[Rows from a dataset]
^^^^^^^^^^^^^^^^

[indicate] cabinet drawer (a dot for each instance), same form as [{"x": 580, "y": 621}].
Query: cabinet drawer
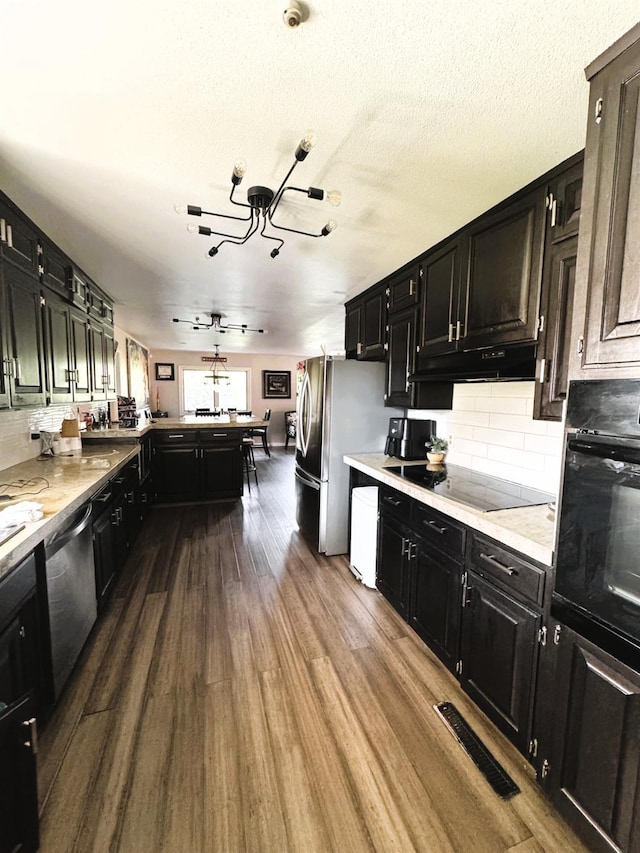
[
  {"x": 432, "y": 525},
  {"x": 506, "y": 569},
  {"x": 396, "y": 504},
  {"x": 177, "y": 436},
  {"x": 220, "y": 436}
]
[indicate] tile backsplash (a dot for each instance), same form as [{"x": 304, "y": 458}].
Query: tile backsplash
[
  {"x": 493, "y": 431},
  {"x": 16, "y": 426}
]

^^^^^^^^^^^^^^^^

**What to do**. Can you echo all of the data above word for word, leaving the pictures out?

**Answer to this problem**.
[indicate] cabinet drawer (a dot for each instance), same form as [{"x": 580, "y": 621}].
Query: cabinet drawer
[
  {"x": 432, "y": 525},
  {"x": 506, "y": 569},
  {"x": 396, "y": 504},
  {"x": 177, "y": 436},
  {"x": 220, "y": 436}
]
[indicate] tile backsplash (a dot for each instance), same form as [{"x": 304, "y": 458}].
Query: tile backsplash
[
  {"x": 493, "y": 431},
  {"x": 16, "y": 426}
]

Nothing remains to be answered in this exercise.